TASK DIRECTIONS: The following data has a line with "of the wooden" and a line with "of the electronic". Write out exactly those lines and all the lines between them.

Stored records:
****************

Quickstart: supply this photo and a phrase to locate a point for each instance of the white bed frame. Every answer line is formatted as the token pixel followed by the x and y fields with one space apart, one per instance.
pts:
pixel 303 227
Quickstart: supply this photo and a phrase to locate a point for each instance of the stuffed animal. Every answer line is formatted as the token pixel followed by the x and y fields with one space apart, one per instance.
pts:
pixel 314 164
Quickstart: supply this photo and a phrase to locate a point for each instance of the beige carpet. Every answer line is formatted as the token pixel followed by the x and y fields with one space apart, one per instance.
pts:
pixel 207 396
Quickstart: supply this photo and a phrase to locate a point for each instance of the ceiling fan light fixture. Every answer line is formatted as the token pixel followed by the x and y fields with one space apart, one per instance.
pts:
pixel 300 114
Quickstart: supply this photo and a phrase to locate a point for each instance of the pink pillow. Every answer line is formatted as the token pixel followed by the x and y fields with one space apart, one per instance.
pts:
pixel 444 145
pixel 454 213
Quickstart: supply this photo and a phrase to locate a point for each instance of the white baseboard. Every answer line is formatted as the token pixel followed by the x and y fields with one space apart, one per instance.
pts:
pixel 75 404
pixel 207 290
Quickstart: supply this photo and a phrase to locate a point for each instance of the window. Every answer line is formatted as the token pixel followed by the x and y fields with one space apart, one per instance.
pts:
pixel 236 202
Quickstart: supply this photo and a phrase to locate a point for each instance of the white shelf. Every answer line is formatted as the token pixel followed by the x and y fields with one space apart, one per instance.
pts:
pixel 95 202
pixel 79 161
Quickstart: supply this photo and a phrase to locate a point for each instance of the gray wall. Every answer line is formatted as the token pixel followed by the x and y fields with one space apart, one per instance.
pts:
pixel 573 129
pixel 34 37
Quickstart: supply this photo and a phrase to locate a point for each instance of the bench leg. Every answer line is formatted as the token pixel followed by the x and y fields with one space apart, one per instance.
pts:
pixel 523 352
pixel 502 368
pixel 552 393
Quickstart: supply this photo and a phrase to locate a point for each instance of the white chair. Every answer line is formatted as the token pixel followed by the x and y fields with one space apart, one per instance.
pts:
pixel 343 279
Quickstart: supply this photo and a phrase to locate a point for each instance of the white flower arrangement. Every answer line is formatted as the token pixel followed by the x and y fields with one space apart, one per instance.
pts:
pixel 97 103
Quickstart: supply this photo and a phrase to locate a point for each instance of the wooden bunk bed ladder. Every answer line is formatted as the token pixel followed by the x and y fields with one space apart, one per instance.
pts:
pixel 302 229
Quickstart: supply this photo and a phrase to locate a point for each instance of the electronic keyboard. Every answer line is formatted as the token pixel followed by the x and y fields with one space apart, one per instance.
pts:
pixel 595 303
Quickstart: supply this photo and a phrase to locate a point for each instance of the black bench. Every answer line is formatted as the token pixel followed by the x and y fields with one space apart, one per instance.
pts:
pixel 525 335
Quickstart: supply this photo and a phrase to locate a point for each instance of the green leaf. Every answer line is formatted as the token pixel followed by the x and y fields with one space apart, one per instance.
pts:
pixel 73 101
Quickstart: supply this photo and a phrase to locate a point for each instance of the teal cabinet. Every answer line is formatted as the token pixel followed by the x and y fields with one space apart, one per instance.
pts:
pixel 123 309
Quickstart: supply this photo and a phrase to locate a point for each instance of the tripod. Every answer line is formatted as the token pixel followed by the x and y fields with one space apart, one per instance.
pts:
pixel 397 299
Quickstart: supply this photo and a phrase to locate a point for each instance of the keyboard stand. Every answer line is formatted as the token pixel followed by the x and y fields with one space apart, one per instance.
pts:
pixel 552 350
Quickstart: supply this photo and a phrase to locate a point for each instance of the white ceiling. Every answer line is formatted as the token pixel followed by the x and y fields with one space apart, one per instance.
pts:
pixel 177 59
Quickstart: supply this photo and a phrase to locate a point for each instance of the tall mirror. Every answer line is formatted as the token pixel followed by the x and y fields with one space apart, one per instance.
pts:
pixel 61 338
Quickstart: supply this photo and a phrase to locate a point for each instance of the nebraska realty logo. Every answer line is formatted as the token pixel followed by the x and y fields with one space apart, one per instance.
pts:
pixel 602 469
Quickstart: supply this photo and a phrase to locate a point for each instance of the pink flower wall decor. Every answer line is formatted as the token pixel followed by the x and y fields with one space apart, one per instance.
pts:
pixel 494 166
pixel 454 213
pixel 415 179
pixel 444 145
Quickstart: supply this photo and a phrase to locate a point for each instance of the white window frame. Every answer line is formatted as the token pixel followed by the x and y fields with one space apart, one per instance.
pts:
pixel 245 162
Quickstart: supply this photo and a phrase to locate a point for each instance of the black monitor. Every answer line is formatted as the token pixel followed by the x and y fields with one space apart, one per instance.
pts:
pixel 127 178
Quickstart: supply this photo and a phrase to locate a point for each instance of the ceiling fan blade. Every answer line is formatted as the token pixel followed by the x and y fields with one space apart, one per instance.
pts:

****************

PROBLEM SOLUTION:
Quickstart: supply this photo and a phrase to locate a point for each instance of the wooden bunk bed ladder. Every answer line is formatted as the token pixel followed by the x and y fields with one space apart, one per instance.
pts:
pixel 302 229
Quickstart: supply this photo and a phrase to locate a point for each instance of the electronic keyboard. Every answer line is formatted as the token pixel followed by the x and y fields with one space apart, one per instance.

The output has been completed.